Also in case y'all didn't know, it is impossible to walk on an iced over road quietly


----------



## hyco (Oct 24, 2008)

Truck said 19 degrees when we parked


----------



## John B. (Oct 2, 2007)

Over here in munson... there was a black chevy sitting where I wanted to go at 5am. Lol. I'm sure they'll smash one. 

It's cold, but a lot more pleasant than yesterday!


----------



## skiny watr (Oct 3, 2007)

Sitting where I killed the 2 bucks yesterday. My boy is on the trigger this morning. We have two more good bucks on camera in here. Hopefully one will ease through. 


Sent from my iPhone using Tapatalk


----------



## bcbz71 (Dec 22, 2008)

27 degrees. 3 pt and couple does so far


----------



## John B. (Oct 2, 2007)

Think my cousin just shot... he doesn't have signal. I'll update when we get down at 10:30


----------



## Broadheadstiffshaft (Jan 24, 2015)

Had a coyote come in on me, almost had a shot 


Sent from my iPhone using Tapatalk


----------



## skiny watr (Oct 3, 2007)

Nada so far...


Sent from my iPhone using Tapatalk


----------



## hyco (Oct 24, 2008)

4 turkeys so far. Good start


----------



## bcbz71 (Dec 22, 2008)

My partner just dirt napped a nanny goat. Imma sit awhile longer.


----------



## John B. (Oct 2, 2007)

2 doe...


----------



## bcbz71 (Dec 22, 2008)

Couple youngsters


----------



## lettheairout (Mar 11, 2008)

Be hitting the road in bout 30 minutes. Pretty late start but I feel good about it. 

sent from outside your window
team 12


----------



## Buckchaser (Jan 28, 2014)

Notta so far


----------



## Try'n Hard (Oct 23, 2008)

Nothing for me so far. I'll update when I get outta bed


----------



## 192 (Oct 1, 2007)

Woke up at 4, let the dogs out, decided my warm bed was more appealing than being outside. Heading up to the lease in a while I suppose.


----------



## sureicanfish (Sep 30, 2007)

## ENTRIES SUPPLIED:
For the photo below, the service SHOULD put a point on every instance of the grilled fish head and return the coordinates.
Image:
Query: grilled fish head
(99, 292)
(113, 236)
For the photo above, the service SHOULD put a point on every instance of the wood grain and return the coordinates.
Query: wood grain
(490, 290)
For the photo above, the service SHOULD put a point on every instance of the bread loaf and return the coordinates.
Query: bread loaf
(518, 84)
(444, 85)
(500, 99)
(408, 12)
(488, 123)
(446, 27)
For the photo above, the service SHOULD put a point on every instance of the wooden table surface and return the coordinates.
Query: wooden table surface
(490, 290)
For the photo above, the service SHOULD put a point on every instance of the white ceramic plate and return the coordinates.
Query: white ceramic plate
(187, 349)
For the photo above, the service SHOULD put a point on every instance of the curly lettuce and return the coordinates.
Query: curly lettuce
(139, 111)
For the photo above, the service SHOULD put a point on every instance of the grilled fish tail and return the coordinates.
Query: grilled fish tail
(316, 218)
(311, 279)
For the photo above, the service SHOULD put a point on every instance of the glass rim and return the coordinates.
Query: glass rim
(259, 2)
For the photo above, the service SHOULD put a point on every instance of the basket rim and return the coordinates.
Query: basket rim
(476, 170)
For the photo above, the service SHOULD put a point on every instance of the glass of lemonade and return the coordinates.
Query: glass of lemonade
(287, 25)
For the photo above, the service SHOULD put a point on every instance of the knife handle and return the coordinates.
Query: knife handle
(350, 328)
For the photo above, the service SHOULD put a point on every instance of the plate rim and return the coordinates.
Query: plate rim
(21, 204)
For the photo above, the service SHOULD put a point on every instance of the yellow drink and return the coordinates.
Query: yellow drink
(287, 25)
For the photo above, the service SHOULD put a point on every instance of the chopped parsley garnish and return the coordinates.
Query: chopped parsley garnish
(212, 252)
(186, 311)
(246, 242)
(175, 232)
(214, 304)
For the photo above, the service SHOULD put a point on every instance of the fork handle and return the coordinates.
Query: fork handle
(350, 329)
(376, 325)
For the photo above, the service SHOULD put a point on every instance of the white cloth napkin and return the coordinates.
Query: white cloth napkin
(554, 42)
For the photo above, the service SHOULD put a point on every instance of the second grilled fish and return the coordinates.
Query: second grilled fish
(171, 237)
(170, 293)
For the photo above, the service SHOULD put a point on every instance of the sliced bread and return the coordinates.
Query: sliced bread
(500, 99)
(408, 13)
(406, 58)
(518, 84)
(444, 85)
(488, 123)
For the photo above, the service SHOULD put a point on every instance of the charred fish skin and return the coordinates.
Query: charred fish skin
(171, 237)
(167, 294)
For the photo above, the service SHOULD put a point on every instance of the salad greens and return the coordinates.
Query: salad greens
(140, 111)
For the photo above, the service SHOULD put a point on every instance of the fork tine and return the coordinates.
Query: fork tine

## WORK INSTRUCTIONS:
a: Which usernames head more than one post in the hunting thread? List them.
b: Translate this sentence from the hunting thread into Spanish: "It's cold, but a lot more pleasant than yesterday!"
Use only the hunting thread to work out your answers.

## ANSWERS FOR THE EXERCISE:
a: hyco, John B., skiny watr, bcbz71

b: Hace frío, ¡pero está mucho más agradable que ayer!